**WORK TASK:**
Nothing may be dropped or added when the entries below are copied.

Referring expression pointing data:
■ ■ ■ ■ ■

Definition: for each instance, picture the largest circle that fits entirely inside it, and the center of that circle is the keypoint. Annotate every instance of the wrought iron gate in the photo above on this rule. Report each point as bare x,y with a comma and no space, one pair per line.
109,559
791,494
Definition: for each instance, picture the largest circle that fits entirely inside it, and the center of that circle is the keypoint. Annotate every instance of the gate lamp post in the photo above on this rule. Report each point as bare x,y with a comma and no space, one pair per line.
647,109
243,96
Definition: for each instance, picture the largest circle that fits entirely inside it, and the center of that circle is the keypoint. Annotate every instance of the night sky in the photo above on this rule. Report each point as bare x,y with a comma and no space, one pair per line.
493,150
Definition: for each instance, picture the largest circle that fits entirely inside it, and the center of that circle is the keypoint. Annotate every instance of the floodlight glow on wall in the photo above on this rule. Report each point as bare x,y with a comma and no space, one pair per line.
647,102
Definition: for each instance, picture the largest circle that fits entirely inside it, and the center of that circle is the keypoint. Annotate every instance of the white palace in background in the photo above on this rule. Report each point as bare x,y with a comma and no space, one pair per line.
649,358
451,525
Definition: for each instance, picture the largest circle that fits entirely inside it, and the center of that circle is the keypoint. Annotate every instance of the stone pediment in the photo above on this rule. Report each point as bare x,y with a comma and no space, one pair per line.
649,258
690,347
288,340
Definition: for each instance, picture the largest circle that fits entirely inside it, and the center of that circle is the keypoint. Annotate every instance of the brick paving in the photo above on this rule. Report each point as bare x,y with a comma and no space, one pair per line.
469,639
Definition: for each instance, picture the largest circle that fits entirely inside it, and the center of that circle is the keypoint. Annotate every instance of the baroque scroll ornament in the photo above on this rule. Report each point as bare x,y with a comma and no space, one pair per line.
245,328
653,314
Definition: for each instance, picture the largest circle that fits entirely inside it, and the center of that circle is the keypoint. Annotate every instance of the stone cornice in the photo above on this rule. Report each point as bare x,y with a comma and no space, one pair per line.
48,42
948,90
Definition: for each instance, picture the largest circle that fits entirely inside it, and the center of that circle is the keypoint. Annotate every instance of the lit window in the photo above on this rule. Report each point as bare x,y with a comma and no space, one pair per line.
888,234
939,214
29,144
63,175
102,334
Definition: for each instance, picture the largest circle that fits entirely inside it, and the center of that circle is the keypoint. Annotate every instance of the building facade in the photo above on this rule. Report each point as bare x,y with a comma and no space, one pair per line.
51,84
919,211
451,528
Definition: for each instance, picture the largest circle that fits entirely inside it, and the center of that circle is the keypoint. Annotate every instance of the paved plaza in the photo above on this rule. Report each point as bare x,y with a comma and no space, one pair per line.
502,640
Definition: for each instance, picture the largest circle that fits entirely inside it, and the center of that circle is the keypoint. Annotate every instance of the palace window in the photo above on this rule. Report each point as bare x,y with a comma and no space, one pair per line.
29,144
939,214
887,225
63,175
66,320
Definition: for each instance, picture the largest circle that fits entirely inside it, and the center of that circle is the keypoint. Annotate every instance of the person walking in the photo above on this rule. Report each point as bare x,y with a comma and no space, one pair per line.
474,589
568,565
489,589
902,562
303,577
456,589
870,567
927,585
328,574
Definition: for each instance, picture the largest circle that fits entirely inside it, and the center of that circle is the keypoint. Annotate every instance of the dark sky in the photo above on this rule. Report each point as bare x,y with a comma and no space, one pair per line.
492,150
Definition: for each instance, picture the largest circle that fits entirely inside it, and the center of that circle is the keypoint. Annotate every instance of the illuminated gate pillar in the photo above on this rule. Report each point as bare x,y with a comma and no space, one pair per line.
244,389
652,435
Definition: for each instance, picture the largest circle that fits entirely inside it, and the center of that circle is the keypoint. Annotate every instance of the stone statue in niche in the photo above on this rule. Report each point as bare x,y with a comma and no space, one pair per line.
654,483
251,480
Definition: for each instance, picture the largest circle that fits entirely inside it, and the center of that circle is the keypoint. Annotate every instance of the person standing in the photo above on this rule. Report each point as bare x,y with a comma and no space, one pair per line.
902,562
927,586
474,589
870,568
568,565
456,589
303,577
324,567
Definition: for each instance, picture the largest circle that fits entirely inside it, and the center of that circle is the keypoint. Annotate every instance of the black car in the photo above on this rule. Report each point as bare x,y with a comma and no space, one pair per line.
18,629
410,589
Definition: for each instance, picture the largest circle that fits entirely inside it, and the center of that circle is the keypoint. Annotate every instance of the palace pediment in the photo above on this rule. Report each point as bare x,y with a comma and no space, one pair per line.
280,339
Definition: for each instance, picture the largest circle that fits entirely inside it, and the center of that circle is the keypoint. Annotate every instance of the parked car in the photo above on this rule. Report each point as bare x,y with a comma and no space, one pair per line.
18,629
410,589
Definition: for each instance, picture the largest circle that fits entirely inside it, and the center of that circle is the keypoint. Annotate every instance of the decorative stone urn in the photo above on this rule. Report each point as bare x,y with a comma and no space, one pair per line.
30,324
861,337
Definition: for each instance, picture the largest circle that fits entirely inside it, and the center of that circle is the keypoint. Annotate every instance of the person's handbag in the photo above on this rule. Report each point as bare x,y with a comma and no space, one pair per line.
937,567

■ ■ ■ ■ ■

**YOUR SOLUTION:**
Definition: for each instance, picture the largest circle that fits entirely inside it, and the center of that circle is the keypoint. Annotate every instance of the wrought iron gate in the photo above on this rule. Report each point as bare x,y with a comma and no space, one pair per line.
109,559
791,494
Definition: for each instance, picture the largest circle that fits entirely inside it, and the center of that circle is the keypoint. Annotate every instance of the gate lamp post in the photo above on this rule. Report each point as bare x,y with a comma and no space, one pair per line.
647,109
243,96
Definition: for each instance, picture the largest circle that fits entirely inside it, and the center of that circle is the keypoint. Annotate every instance of the night sky in the photo above on this rule. Report each point as bare x,y with a comma and no space, one pair per line.
493,150
Definition: for each instance, picture the largest circle that fits entirely inside it, and the center of that circle is the keypoint. Annotate every instance of the floodlight glow on wall in the photo above on this rule. Report each point as bare x,y with a comma and no space, one pair per line.
647,102
Definition: for each instance, picture the largest circle that fits entirely inside it, and the center of that circle is the keypoint. Annotate every instance of the white palace in background in the photo above on this rule. Report each point as bare x,y with a comma and no space, one pair per line.
649,358
451,525
Definition: for each instance, picture the largest circle that fits entirely inside it, and the center of that circle is the keypoint. Annotate every instance of the stone pediment in the photo above on this rule. Report each point as bare x,y with a comma and no space, one pair per line.
649,258
690,347
288,340
Definition: for each instance, picture the largest circle that fits entirely inside it, and the center of that circle is the keypoint. Annotate every instance of the brick paving in the photo above on this rule. Report each point as bare x,y with a comma and no space, one pair per line.
469,639
Definition: for each instance, picture the largest circle that fits entirely inside it, and the center of that circle is the keypoint. Annotate every instance of the baroque scroll ornament in the photo above on this rule. Report each point as bare x,y with a comma and no space, one pair per line.
245,328
653,314
Definition: for each instance, picture the largest circle that fits entirely inside it, and the center of that circle is the keypoint. Annotate every instance of the stone cornice in the photo above on this rule. Report each point as bare x,y with a comma and no space, one pair per line.
48,42
948,90
Definition: for each instance, picture the largest circle that fits entirely inside it, and the center of that circle is the keypoint. Annotate every instance of the lit window in the photo above on this rule. Report each point as bare x,y with a comma and no space, one pair per line.
888,234
939,214
29,144
63,175
102,334
Definition: for each instance, picture the largest circle that fits entirely inside it, and the center of that circle is the keypoint. Annotate every instance of the building facade in the photo above on this rule. Report each point as bare x,y with a comma and no space, one pair per line.
51,84
919,211
451,528
Definition: for each instance, picture the largest circle that fits entirely inside it, and the center of that circle is the keypoint. Annotate every instance of the paved plaza in the photo above on this rule. Report each point as bare x,y with a comma and no space, one pair per line.
502,640
Definition: for each instance, picture the largest circle that fits entirely inside it, and the center of that circle is the keypoint. Annotate every instance of the palace window in the photo above on this rule. Report each point as bare x,y with a comma and no space, one pair per line.
29,144
939,214
887,225
63,175
66,320
Definition: for each instance, picture the largest circle that fits entirely inside it, and the center of that circle is the keypoint. Annotate every instance of the person walking in the photo above on this rule. Report each point as bare x,y with a comma and no space, one pair per line.
474,589
568,565
489,589
902,562
303,577
456,589
870,567
927,585
328,574
Definition: for each instance, picture the largest circle that fits entirely inside it, and the center of that circle is the keypoint. Annotate every instance of the dark sky in the photo above on this rule. Report each point as bare x,y with a comma and no space, one pair per line.
492,150
Definition: for each instance, picture the largest circle that fits entirely inside it, and the center of that circle is the keypoint. Annotate every instance of the illuminated gate pillar in the photo above on this rule. Report each point as bare x,y with a comma and no space, one pair per line.
244,389
652,435
Definition: for each instance, picture the largest circle that fits entirely inside it, and the center of that circle is the keypoint. Annotate every instance of the stone statue in niche in the photo above on this rule. Report each point as bare x,y with a comma and no space, one pair per line.
654,483
251,480
Definition: for each instance, picture the largest circle that fits entirely inside it, and the center of that circle is the keypoint. Annotate every instance of the person standing in the photo above on this rule. Report each point as bare x,y with a comma and no space, one pair per line.
902,562
927,586
474,589
870,568
568,565
456,589
303,577
324,567
Definition: for each instance, picture the largest circle that fits entirely inside it, and the center of that circle is the keypoint. Annotate every instance of the black car in the photo above on this rule. Report each point as bare x,y with a comma and no space, one pair per line.
18,629
410,589
Definition: for each instance, picture the largest circle that fits entirely inside it, and the center of that circle is the keypoint. Annotate every instance of the palace pediment in the photo above on this rule. Report each point as bare x,y with a comma and no space, one pair per line.
280,339
Definition: for each instance, picture the largest circle that fits entirely inside it, and the center of that circle is the keypoint. Annotate every instance of the parked car in the photo above on this rule. Report each point as bare x,y with a comma and no space, one pair per line.
18,629
410,589
Definition: for each instance, picture the largest circle that fits entirely inside it, and the center of that circle is the keypoint. Annotate every instance of the decorative stone urn in the photo above on this rule. Report each point as bare x,y with a comma and no space, one pair per line.
30,324
861,337
Definition: for each instance, picture the largest circle that fits entirely inside it, and the center of that circle is the keypoint. Annotate every instance of the person's handbag in the photo above on this rule. Report each point as bare x,y with a comma and no space, one pair per line.
937,567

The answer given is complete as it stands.